---------- Supplied data

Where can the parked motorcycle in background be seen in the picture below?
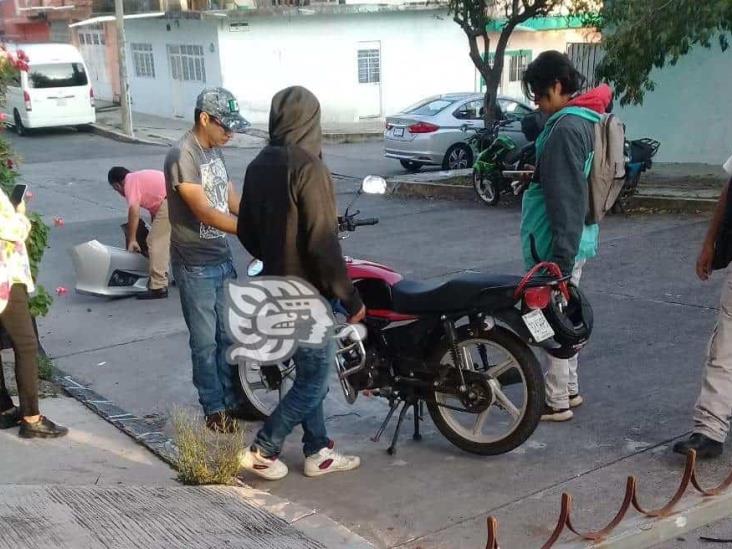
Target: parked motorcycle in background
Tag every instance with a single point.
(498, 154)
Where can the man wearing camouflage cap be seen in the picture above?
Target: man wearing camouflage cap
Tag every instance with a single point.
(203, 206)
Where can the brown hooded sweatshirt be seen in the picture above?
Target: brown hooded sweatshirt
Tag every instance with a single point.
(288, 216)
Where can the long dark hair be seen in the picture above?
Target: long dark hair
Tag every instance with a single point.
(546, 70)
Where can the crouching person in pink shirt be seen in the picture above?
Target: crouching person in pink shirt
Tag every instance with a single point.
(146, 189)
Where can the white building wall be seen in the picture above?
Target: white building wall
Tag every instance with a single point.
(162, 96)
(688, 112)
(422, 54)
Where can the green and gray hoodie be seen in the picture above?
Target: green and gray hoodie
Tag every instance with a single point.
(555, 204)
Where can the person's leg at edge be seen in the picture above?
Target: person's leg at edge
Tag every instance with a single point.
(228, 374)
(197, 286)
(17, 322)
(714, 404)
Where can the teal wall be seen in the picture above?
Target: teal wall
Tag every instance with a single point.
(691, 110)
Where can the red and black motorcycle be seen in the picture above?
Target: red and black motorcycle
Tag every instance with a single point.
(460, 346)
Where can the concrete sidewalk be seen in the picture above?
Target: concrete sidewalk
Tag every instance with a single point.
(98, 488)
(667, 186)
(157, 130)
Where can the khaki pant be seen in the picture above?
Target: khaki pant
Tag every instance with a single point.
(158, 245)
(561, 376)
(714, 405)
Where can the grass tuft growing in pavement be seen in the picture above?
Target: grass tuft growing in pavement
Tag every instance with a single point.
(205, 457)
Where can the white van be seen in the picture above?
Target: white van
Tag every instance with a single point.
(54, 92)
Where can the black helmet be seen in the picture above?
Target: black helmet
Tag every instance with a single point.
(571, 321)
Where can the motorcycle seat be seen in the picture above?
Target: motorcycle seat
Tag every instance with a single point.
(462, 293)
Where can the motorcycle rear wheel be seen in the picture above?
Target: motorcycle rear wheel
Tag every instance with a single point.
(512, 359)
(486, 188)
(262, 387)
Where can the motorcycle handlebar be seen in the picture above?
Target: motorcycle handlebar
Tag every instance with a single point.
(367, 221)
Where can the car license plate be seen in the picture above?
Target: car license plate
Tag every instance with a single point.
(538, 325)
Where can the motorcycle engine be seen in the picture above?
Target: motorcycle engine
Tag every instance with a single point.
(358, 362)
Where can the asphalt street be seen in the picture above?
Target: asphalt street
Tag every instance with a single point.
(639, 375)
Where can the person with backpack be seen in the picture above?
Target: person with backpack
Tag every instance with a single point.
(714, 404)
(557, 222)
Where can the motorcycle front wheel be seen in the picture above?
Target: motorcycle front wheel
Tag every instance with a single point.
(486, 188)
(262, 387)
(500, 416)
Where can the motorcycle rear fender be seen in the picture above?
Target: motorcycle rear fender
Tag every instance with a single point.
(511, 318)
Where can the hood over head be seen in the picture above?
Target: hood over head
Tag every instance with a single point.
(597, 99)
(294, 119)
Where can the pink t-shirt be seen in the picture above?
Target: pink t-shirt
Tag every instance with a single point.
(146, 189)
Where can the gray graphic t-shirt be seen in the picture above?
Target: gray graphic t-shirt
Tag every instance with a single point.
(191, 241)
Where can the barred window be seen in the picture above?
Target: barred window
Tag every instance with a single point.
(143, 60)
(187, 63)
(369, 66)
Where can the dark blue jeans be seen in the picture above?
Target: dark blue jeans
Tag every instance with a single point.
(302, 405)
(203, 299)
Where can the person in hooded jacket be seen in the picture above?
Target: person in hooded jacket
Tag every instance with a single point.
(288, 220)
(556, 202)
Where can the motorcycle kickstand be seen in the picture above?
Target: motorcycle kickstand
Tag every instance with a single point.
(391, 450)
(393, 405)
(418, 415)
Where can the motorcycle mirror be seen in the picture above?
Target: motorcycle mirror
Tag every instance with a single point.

--------------------

• **Requirements**
Give all the entries again exactly, dropping each picture.

• **Task answer**
Where can the parked motorcycle in background be seen in the picture below?
Target: parked motorcycle in background
Tag every instance with a single point.
(498, 154)
Where can the man wearing camouflage cap be seen in the picture above?
Target: man wearing camouflage cap
Tag every instance with a single point.
(203, 206)
Where can the brown hooded sweatshirt be seen in the picture above?
Target: brown hooded sweatshirt
Tag every instance with a single point.
(288, 216)
Where can the long dark hair be seen in the picture above?
Target: long dark hair
Tag every instance with a single point.
(546, 70)
Where can the crouching person in pink shirt be seen in the picture above?
Target: crouching person in pink shirt
Tag every instance with a single point.
(146, 189)
Where can the white building wall be seen in the picture above?
Target: white building wall
Tag every instance with a single point.
(162, 96)
(688, 112)
(422, 54)
Where can the green and gray hoodie be seen in the picture above?
Target: green and gray hoodie
Tag every instance with a single point.
(555, 204)
Where can the person's leg at edge be seen in the picture above?
Target: person's leg at edge
Tag every instance with a single point.
(228, 374)
(197, 286)
(17, 322)
(714, 404)
Where can the teal wall be seen in the picture above?
Target: teal wall
Tag every instance with a single point.
(691, 110)
Where can the red and black motorcycle be seen in the picture above?
Target: red and black motorcycle
Tag every instance with a single point.
(460, 346)
Where can the concrete sidewalk be seen in the picture above?
Target: concrete sidewalk
Tag every instance with a single point.
(98, 488)
(667, 186)
(157, 130)
Where can the khaki pant be seen in the picture above?
Target: khaki pant
Tag every instance with a single point.
(158, 245)
(561, 376)
(714, 405)
Where can the grass tuft growing in pavement be seen in the picture above?
Target: grass tuft growing in pavement
Tag every instance with a single point.
(205, 457)
Where can the white van be seen in the picture above?
Target: white van
Tag every instance with a single point.
(54, 92)
Where can the black helmet be seen in the picture above?
Target: black helmet
Tag every instance with a single point.
(571, 321)
Where can the motorcycle seat be seen in the picture above?
Target: motorcycle seat
Tag every instance with a single point.
(462, 293)
Where can the motorcycle rear wheel be seen in the picture above?
Target: motorcycle rear wheel
Tag every instance with a single point.
(512, 359)
(486, 188)
(262, 387)
Where can the motorcycle handlebar be seen in the picture above?
Target: motorcycle handlebar
Tag every instance with a single point.
(367, 221)
Where can the car license plate be seen in the picture above?
Target: car license plate
Tag every instance with a single point.
(538, 325)
Where can the motorcycle engine be seen in the picture above?
Target: motorcycle engine
Tag every instance with a single point.
(358, 362)
Where can the asphalt street be seen in the picture above?
Target: asphalt street
Tag every instance with a single point.
(639, 375)
Where can the person with backpack be seen in the picture above?
Target: person with backpack
Tag every instance with a single point.
(714, 404)
(557, 222)
Where can the motorcycle front wheel be seen in the picture above?
Target: motorcycle front wheel
Tag every instance with a single point.
(486, 188)
(262, 387)
(500, 416)
Where can the motorcycle rear fender be seen in the picture above?
Target: motorcycle rear fender
Tag every instance with a single point.
(511, 318)
Where can the hood over head be seen in the picture above?
Target: hood over head
Tag every instance with a single point.
(597, 99)
(294, 119)
Where can the pink t-shirt be seen in the picture above?
Target: pink t-shirt
Tag every instance with a single point.
(146, 189)
Where can the gray graphic t-shirt be seen in the picture above?
Target: gray graphic t-shirt
Tag every instance with a single point.
(191, 241)
Where can the barred window be seen in the picture above?
Target: barred window
Tag every instance with a single point.
(143, 60)
(187, 63)
(369, 66)
Where can the dark blue jeans be seen in the picture above?
Target: dark blue jeans
Tag every instance with a single point.
(302, 405)
(203, 299)
Where can the person in hooded jacket be seen in the picture above?
Target: person in hooded jacket
Tag every instance with a single point.
(288, 220)
(556, 202)
Where can the motorcycle kickstand be seen in the picture above?
Target: motorcycle kickstand
Tag every instance with a single point.
(391, 450)
(393, 405)
(418, 415)
Where can the motorcycle mirror be seen in the picture above?
Target: motorcycle mirror
Tag every instance with a single point.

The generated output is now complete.